→ **AVAILABLE RECORDS**:

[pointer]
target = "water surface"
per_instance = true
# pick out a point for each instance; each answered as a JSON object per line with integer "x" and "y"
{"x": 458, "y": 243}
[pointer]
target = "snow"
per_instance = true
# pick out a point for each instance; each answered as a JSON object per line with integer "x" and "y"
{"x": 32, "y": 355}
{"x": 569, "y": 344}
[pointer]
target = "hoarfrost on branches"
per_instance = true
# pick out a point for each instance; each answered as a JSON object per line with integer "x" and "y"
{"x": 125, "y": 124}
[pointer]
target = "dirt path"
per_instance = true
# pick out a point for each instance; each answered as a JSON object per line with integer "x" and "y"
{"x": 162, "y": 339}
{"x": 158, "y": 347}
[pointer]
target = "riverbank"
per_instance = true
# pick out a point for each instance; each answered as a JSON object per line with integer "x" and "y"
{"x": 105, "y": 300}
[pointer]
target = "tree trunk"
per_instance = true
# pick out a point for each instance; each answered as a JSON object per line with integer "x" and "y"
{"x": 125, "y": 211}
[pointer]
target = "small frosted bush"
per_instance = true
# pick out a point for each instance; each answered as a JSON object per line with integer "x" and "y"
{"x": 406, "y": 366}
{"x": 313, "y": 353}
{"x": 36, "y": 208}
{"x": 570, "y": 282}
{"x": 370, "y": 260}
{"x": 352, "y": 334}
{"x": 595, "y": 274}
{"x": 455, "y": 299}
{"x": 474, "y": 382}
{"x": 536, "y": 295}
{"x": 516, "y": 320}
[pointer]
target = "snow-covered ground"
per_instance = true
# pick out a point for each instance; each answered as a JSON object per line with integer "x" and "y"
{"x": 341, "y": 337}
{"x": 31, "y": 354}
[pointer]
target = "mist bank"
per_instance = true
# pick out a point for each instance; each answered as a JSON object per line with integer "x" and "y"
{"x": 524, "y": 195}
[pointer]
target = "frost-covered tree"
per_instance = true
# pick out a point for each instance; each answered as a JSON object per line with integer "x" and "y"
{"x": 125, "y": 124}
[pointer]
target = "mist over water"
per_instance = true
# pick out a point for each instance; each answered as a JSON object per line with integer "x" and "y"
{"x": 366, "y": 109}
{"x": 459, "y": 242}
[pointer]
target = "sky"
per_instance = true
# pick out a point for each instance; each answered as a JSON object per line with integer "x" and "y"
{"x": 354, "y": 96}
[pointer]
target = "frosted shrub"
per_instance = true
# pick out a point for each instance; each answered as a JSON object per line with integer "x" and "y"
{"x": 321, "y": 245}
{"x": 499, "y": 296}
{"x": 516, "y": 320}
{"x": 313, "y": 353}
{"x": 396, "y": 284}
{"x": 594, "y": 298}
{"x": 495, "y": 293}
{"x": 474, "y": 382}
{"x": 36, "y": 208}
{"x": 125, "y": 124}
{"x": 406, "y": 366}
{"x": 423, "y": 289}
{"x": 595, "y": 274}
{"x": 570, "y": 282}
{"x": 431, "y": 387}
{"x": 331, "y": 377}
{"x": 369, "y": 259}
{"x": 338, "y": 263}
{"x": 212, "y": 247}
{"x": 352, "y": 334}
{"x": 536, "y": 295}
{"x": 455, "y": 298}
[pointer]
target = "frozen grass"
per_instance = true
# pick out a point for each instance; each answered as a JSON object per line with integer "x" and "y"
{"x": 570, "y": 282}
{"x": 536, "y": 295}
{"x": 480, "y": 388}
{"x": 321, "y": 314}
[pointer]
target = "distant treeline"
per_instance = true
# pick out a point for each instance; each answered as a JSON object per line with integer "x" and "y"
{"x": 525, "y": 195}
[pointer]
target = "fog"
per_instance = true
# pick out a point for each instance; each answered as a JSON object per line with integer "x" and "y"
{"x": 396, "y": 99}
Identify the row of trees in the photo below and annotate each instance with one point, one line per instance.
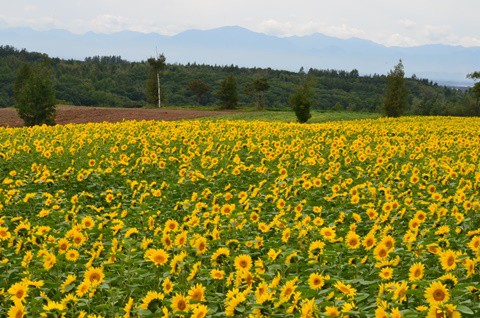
(228, 92)
(111, 81)
(302, 97)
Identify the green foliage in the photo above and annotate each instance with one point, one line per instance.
(35, 95)
(199, 88)
(395, 100)
(258, 86)
(302, 100)
(228, 93)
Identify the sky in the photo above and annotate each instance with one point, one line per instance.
(388, 22)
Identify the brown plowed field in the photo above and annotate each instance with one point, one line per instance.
(82, 114)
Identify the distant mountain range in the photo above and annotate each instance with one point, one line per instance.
(447, 65)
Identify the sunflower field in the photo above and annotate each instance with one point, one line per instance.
(369, 218)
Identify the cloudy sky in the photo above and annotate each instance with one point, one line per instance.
(389, 22)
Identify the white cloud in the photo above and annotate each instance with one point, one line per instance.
(407, 23)
(288, 28)
(400, 40)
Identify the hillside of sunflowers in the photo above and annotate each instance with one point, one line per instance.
(369, 218)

→ **WHAT THIS TASK INVOLVES**: Lay out every line of the material above as a numbered list, omitting blank lines. Leave the pictures out of your answer.

→ **EXERCISE RESULT**:
1. [pointer]
2. target = "water surface"
3. per_instance = true
4. # pick out a point for each instance; each answered as a JSON object per line with integer "x" and "y"
5. {"x": 458, "y": 243}
6. [pointer]
7. target = "snow"
8. per_instance = true
9. # pick out a point for each instance; each answered as a JSON object per line with integer "x" and "y"
10. {"x": 32, "y": 355}
11. {"x": 569, "y": 344}
12. [pointer]
13. target = "hoarfrost on branches"
14. per_instance = true
15. # pick out a point for each instance; each answered as a JSON object per line with integer "x" and "y"
16. {"x": 125, "y": 124}
17. [pointer]
18. target = "dirt path"
19. per_instance = true
20. # pick out a point for each instance; each answered as a JSON object per line with integer "x" and "y"
21. {"x": 162, "y": 339}
22. {"x": 158, "y": 347}
23. [pointer]
24. target = "riverbank"
25. per_instance = true
26. # pick out a point for each instance; each answered as a JSON object per line with integer "x" and "y"
27. {"x": 105, "y": 300}
28. [pointer]
29. target = "tree trunk"
30. per_instance = true
31. # pick out a point for each instance; each answered as a JSON object per line with integer "x" and "y"
32. {"x": 125, "y": 211}
33. [pointer]
34. target = "small frosted bush"
35. per_instance = true
36. # pick out a point for each instance; each answered as a JSON object per line with integer "x" and "y"
37. {"x": 406, "y": 366}
38. {"x": 313, "y": 353}
39. {"x": 36, "y": 208}
40. {"x": 570, "y": 282}
41. {"x": 370, "y": 260}
42. {"x": 352, "y": 334}
43. {"x": 595, "y": 274}
44. {"x": 455, "y": 299}
45. {"x": 474, "y": 382}
46. {"x": 536, "y": 295}
47. {"x": 516, "y": 320}
48. [pointer]
49. target = "snow-covered ground"
50. per_instance = true
51. # pick out a point for each instance; each answered as a JSON object per line with integer "x" and "y"
52. {"x": 341, "y": 337}
53. {"x": 31, "y": 354}
54. [pointer]
55. target = "mist bank"
56. per_instance = true
57. # pick out a point for each instance; each answered as a JSON object per line with integer "x" and "y"
58. {"x": 524, "y": 195}
59. [pointer]
60. target = "frost-covered tree"
61. per_instance = true
62. # pick out a point for each instance; each answered as a JSON object per line with integer "x" and "y"
63. {"x": 125, "y": 124}
64. [pointer]
65. target = "mist over water"
66. per_instance = true
67. # pick out a point for each instance; each answered as a JSON object per line with integer "x" and "y"
68. {"x": 366, "y": 109}
69. {"x": 459, "y": 242}
70. [pointer]
71. target = "sky"
72. per_instance = true
73. # pick out a point for each instance; each answered as a JSON object per line with integer "x" and "y"
74. {"x": 354, "y": 96}
75. [pointer]
76. target = "frosted shrub"
77. per_instance = true
78. # pick out a point for each instance; each answered as a JSON object per line with integer "x" and "y"
79. {"x": 321, "y": 245}
80. {"x": 499, "y": 296}
81. {"x": 516, "y": 320}
82. {"x": 313, "y": 353}
83. {"x": 396, "y": 284}
84. {"x": 594, "y": 298}
85. {"x": 495, "y": 293}
86. {"x": 474, "y": 382}
87. {"x": 36, "y": 208}
88. {"x": 125, "y": 124}
89. {"x": 406, "y": 366}
90. {"x": 423, "y": 289}
91. {"x": 595, "y": 274}
92. {"x": 570, "y": 282}
93. {"x": 431, "y": 387}
94. {"x": 331, "y": 377}
95. {"x": 369, "y": 259}
96. {"x": 338, "y": 263}
97. {"x": 212, "y": 247}
98. {"x": 352, "y": 334}
99. {"x": 536, "y": 295}
100. {"x": 455, "y": 298}
101. [pointer]
102. target = "frozen grass"
103. per_instance = true
104. # pick out a point for each instance; each answered as a JSON object per line with integer "x" and "y"
105. {"x": 570, "y": 282}
106. {"x": 536, "y": 295}
107. {"x": 480, "y": 388}
108. {"x": 321, "y": 314}
109. [pointer]
110. target = "distant treeline"
111. per_instance = true
112. # pick out a point for each instance; each answered as a JSON object per line with integer "x" and "y"
113. {"x": 525, "y": 195}
114. [pointer]
115. target = "fog"
116. per_instance = true
117. # pick out a point for each instance; each answered as a JSON object per line with integer "x" and "y"
118. {"x": 396, "y": 99}
119. Identify the row of trees in the photo below and annotate each instance with one point, one line per instance.
120. (228, 92)
121. (111, 81)
122. (302, 97)
123. Identify the green foliage in the photo above and annotate each instance with one point, one line per instance.
124. (35, 95)
125. (199, 88)
126. (395, 100)
127. (258, 86)
128. (302, 100)
129. (228, 93)
130. Identify the sky in the photo above and annotate each instance with one point, one line per instance.
131. (388, 22)
132. Identify the brown plowed field in the photo above and annotate each instance with one point, one line per instance.
133. (82, 114)
134. Identify the distant mountain range in the photo above and annotate each instance with one point, one line per instance.
135. (447, 65)
136. Identify the sunflower field in the photo above and annotate each instance with one point, one line per instance.
137. (369, 218)
138. Identify the cloudy sky in the photo above and annotate each instance with one point, one line per instance.
139. (389, 22)
140. Identify the white cloud in the photo above and annotate each instance with one point, one line per instance.
141. (407, 23)
142. (288, 28)
143. (400, 40)
144. Identify the hillside of sunflowers in the photo above and annotate each instance with one point, one line per instance.
145. (369, 218)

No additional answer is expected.